* Task to complete: Copy, word for word, the lines of the entries below between the one with "Query: boulder" and the one with "Expected output: a single point for each instance of the fluted", inclusive, and leave out everything else.

* Data extract:
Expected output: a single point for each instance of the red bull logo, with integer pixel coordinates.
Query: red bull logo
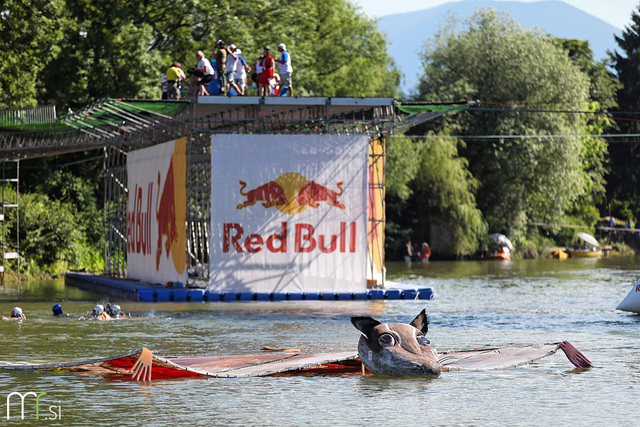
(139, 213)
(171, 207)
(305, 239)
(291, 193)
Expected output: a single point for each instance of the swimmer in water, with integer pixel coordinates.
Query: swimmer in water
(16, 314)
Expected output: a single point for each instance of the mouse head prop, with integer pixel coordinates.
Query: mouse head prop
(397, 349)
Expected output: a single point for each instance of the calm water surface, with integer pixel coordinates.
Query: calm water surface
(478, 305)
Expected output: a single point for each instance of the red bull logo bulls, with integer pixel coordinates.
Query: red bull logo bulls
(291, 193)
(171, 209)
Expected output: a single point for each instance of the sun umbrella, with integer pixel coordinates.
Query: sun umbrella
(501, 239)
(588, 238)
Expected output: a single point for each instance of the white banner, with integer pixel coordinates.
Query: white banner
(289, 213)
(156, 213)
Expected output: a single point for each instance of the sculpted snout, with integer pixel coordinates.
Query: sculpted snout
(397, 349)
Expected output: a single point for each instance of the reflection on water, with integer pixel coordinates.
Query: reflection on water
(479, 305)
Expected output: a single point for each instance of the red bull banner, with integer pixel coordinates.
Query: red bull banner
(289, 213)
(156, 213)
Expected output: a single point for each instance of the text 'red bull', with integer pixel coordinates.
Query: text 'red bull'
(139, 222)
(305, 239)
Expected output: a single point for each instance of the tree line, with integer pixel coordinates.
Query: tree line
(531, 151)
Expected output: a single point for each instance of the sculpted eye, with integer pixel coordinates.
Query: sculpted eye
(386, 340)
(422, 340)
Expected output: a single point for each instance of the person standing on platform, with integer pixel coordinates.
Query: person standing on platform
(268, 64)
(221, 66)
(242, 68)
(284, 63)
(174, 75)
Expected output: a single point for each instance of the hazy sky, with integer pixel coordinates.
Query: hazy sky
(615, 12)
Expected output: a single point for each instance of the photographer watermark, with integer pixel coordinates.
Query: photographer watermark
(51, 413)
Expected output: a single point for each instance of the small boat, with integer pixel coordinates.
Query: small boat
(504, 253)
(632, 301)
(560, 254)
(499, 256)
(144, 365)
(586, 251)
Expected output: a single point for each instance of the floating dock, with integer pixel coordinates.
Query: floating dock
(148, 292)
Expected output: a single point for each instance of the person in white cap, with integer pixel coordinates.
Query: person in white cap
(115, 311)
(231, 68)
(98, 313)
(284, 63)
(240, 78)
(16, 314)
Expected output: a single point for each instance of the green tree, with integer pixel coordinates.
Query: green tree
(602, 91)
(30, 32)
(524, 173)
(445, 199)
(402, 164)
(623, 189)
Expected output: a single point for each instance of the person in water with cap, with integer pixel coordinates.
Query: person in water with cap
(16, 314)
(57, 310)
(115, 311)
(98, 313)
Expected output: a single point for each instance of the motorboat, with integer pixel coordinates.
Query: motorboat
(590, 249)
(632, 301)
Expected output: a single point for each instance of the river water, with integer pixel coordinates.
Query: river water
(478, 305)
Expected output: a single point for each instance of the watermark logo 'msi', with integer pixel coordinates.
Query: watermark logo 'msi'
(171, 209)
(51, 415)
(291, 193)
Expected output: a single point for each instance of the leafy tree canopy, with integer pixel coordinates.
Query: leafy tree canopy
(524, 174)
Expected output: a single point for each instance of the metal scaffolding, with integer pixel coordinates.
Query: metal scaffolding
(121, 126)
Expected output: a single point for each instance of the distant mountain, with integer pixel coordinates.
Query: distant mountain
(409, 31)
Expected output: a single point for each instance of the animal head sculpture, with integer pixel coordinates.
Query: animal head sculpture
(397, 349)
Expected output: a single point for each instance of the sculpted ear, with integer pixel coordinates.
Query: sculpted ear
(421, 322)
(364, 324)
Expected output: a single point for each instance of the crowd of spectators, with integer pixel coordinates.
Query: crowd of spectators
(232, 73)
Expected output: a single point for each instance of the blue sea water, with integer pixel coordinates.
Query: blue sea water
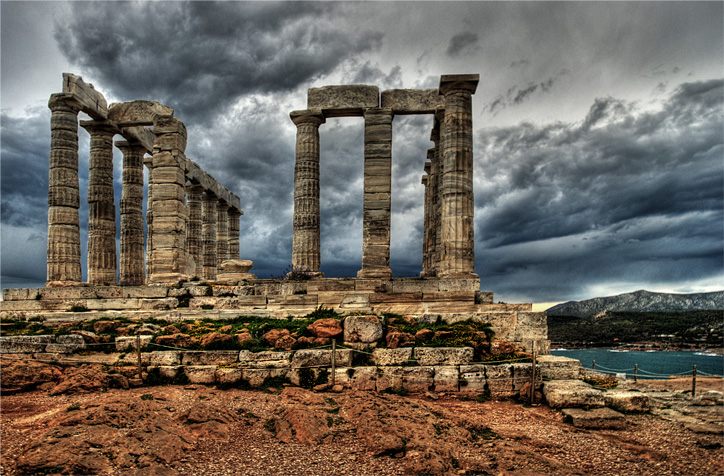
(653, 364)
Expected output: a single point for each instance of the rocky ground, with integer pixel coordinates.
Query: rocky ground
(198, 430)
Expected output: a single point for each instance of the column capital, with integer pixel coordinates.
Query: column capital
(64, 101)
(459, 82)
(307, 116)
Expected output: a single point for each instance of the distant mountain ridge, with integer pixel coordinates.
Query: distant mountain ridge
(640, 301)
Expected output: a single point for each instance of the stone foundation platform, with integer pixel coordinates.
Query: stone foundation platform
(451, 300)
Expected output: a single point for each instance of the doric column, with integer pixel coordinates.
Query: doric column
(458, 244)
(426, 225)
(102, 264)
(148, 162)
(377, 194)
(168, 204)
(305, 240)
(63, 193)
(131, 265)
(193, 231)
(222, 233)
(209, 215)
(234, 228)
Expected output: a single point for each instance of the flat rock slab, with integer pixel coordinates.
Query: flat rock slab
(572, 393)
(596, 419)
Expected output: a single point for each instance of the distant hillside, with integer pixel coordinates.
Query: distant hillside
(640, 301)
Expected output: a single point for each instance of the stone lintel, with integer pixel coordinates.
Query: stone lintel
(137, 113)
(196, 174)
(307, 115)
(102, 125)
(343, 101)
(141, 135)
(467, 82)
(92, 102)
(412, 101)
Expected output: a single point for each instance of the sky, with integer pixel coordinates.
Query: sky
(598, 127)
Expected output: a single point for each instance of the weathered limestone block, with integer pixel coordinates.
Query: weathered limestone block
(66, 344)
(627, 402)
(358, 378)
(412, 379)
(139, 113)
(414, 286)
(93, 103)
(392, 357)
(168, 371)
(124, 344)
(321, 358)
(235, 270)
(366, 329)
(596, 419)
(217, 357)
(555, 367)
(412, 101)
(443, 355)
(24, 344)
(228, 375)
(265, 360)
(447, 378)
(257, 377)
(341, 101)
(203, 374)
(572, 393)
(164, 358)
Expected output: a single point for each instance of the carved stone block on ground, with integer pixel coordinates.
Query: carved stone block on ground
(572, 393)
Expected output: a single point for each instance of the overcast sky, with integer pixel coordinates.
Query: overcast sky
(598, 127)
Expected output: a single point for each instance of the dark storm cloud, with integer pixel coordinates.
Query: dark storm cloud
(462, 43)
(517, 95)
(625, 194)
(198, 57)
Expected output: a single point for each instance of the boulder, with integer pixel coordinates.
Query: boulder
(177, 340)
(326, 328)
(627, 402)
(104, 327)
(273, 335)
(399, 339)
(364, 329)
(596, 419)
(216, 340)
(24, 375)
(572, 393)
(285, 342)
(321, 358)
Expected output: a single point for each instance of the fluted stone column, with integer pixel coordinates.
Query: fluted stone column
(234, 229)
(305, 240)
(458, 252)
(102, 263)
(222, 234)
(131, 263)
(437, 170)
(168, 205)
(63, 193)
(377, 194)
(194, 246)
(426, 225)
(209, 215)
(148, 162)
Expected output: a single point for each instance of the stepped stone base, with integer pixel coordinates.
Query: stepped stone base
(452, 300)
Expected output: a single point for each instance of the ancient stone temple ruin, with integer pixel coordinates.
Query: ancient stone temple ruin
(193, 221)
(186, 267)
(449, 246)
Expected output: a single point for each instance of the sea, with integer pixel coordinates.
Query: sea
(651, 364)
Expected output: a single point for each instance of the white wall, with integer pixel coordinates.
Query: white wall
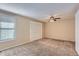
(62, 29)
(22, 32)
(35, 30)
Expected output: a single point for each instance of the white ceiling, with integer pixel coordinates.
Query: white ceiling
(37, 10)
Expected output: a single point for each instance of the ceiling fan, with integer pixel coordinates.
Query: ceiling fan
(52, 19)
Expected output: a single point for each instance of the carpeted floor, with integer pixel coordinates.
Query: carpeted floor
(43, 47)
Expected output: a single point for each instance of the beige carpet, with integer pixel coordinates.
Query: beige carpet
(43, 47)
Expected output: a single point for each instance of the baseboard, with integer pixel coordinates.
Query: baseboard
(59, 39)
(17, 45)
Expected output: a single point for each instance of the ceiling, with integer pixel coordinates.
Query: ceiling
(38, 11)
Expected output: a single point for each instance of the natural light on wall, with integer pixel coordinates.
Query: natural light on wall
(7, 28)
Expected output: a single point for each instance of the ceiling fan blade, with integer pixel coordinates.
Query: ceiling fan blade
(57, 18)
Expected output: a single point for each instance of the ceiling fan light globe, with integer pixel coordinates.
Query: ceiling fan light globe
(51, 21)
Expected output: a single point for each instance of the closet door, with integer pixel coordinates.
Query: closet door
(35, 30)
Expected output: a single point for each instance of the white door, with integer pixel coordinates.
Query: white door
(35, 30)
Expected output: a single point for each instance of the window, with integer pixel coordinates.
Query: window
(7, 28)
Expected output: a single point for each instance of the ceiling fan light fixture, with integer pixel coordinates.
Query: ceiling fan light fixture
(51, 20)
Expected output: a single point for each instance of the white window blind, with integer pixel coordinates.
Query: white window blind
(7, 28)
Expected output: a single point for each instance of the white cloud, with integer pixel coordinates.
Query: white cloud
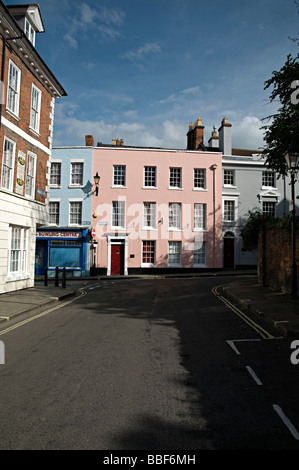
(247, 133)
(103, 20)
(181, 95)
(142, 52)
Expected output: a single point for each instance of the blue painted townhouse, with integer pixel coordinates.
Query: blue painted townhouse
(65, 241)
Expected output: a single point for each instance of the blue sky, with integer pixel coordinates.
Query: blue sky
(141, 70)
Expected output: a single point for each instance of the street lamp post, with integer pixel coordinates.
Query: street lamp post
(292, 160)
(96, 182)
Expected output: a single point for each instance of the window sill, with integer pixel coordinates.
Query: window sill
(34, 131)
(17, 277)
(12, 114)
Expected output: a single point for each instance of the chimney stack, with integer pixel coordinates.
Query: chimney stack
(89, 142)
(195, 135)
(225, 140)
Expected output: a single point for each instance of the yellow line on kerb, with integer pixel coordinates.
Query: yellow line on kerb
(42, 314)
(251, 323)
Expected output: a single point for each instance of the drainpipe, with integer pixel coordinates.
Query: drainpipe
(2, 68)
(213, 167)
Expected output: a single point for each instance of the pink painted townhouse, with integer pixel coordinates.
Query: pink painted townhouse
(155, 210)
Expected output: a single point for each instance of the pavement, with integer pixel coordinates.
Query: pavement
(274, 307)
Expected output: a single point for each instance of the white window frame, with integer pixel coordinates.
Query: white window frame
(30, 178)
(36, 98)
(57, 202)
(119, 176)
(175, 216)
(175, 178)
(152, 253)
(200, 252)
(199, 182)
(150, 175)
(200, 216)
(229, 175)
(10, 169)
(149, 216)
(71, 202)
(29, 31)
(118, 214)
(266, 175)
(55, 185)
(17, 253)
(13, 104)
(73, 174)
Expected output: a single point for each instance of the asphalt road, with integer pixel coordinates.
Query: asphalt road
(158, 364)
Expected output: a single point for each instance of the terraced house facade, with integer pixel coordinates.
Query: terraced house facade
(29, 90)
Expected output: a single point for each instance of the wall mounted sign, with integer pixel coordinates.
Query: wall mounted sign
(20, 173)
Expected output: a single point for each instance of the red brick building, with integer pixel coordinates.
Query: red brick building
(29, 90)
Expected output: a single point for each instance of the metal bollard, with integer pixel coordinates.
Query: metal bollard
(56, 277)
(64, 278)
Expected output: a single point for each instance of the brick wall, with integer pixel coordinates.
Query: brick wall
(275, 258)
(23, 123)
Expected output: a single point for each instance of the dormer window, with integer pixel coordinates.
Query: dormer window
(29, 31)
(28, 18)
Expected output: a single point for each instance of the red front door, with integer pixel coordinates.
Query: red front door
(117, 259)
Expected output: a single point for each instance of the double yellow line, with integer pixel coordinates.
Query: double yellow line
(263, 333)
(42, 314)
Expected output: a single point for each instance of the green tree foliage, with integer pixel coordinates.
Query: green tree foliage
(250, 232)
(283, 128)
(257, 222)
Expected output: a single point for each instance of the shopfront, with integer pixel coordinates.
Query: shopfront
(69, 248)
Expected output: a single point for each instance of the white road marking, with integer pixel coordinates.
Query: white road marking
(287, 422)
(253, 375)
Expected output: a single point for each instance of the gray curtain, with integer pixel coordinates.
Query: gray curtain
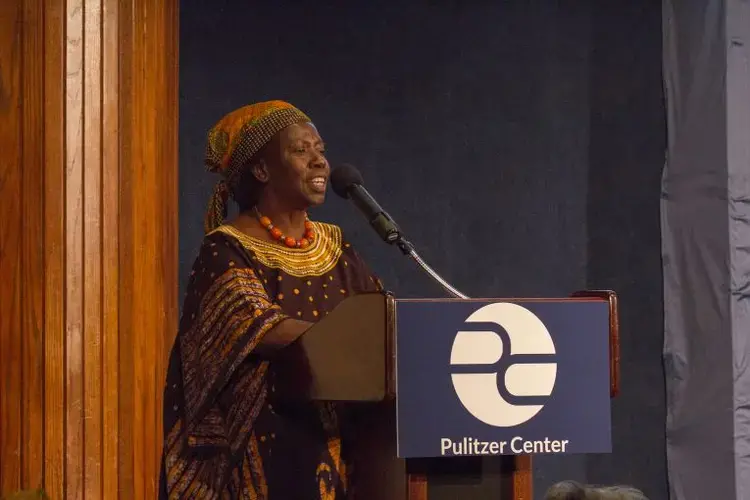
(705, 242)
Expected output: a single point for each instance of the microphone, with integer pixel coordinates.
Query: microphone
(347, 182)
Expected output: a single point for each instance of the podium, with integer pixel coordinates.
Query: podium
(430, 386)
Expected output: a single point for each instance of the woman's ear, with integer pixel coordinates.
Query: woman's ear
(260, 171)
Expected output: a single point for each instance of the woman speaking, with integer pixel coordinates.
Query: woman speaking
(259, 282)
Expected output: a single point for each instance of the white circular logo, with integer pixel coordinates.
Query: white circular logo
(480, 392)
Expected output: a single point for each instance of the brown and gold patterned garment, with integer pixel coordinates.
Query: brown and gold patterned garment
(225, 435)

* Answer box:
Query: boulder
(177, 340)
(326, 328)
(627, 402)
(104, 327)
(273, 335)
(399, 339)
(364, 329)
(596, 419)
(216, 340)
(24, 375)
(572, 393)
(285, 342)
(321, 358)
Expected output: a single point for each instance of the fluted stone column, with integer pixel coordinates.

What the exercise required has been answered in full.